» **Passage shown**:
#####
The dividing line between sacred and secular is often hard to be detected. For instance in the Palazzo dei Priori, one was just as likely to encounter depictions of the mythological hero Hercules - on the city’s official seal - as one of the biblical king David.

A selection of rare Renaissance drawings and a fresco showing the Expulsion of the Duke of Athens, from the former Stinche prison, but now in Palazzo Vecchio, illustrates the so-called Defamatory Painting , which consisted in commissioning murals in public places to depict, often in gruesome detail, either events or individuals viewed with hostility by the city of Florence.

Imagines embodying the wealth of the city, on the other hand, were set up in the market place; Donatello’s statue of Abundance, famously atop a column in the Old Market. While the original has now been lost, we are familiar with the statue from the numerous copies produced over the centuries, the most famous today is the one located in Piazza della Repubblica.
#####
» **Record set**:
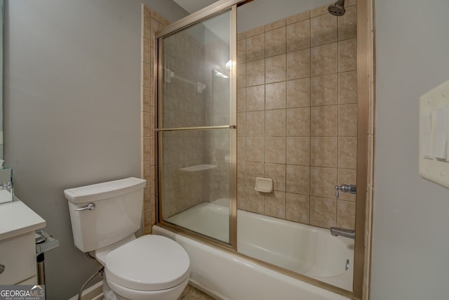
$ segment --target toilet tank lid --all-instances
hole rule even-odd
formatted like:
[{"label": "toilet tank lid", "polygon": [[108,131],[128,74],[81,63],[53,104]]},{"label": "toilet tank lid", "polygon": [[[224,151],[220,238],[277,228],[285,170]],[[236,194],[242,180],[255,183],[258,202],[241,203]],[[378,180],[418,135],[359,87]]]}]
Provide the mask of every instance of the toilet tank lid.
[{"label": "toilet tank lid", "polygon": [[102,200],[135,192],[145,186],[147,181],[130,177],[64,190],[66,199],[73,203]]}]

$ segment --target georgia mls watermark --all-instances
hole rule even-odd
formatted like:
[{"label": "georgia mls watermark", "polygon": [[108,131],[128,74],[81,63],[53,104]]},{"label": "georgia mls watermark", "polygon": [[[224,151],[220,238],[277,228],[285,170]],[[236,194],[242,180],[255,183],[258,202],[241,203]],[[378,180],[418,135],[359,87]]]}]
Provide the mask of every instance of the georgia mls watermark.
[{"label": "georgia mls watermark", "polygon": [[45,300],[45,285],[0,285],[0,300]]}]

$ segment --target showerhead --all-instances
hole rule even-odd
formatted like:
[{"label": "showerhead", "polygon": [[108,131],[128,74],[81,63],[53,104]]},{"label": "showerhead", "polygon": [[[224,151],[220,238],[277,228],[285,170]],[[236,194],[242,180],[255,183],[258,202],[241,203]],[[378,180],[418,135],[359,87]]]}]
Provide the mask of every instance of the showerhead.
[{"label": "showerhead", "polygon": [[328,7],[328,11],[329,13],[333,15],[340,17],[344,15],[346,11],[344,10],[344,0],[338,0],[333,4],[330,4]]}]

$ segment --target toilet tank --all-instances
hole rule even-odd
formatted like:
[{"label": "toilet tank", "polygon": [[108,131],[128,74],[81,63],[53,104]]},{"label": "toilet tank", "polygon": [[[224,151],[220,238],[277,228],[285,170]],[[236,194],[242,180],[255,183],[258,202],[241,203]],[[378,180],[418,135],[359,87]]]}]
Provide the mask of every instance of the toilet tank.
[{"label": "toilet tank", "polygon": [[[69,200],[75,246],[88,252],[119,242],[138,230],[145,183],[130,177],[64,190]],[[92,209],[76,210],[91,203],[95,204]]]}]

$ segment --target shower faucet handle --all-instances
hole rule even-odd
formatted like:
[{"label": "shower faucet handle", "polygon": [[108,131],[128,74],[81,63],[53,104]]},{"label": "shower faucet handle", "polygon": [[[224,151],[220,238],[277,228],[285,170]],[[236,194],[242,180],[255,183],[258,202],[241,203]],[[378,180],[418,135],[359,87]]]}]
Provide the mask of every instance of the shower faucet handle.
[{"label": "shower faucet handle", "polygon": [[342,184],[341,185],[335,185],[335,197],[338,199],[340,197],[340,191],[343,193],[349,193],[349,194],[357,193],[357,185],[352,184]]}]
#####
» **The tasks**:
(A) Return the part of the passage on Florentine public art above that opens with the words containing "A selection of" and closes with "Piazza della Repubblica.", copied exactly.
(B) Answer these questions from the passage on Florentine public art above:
(i) Which mythological hero appeared on the city's official seal?
(ii) What building did the fresco showing the Expulsion of the Duke of Athens originally come from?
(iii) Where was Donatello's statue of Abundance placed?
(C) List every building, market, or square that the passage on Florentine public art above names.

» **Solution set**:
(A)
A selection of rare Renaissance drawings and a fresco showing the Expulsion of the Duke of Athens, from the former Stinche prison, but now in Palazzo Vecchio, illustrates the so-called Defamatory Painting , which consisted in commissioning murals in public places to depict, often in gruesome detail, either events or individuals viewed with hostility by the city of Florence.

Imagines embodying the wealth of the city, on the other hand, were set up in the market place; Donatello’s statue of Abundance, famously atop a column in the Old Market. While the original has now been lost, we are familiar with the statue from the numerous copies produced over the centuries, the most famous today is the one located in Piazza della Repubblica.

(B)
(i) Hercules
(ii) The former Stinche prison
(iii) Atop a column in the Old Market

(C)
Palazzo dei Priori
Stinche prison
Palazzo Vecchio
Old Market
Piazza della Repubblica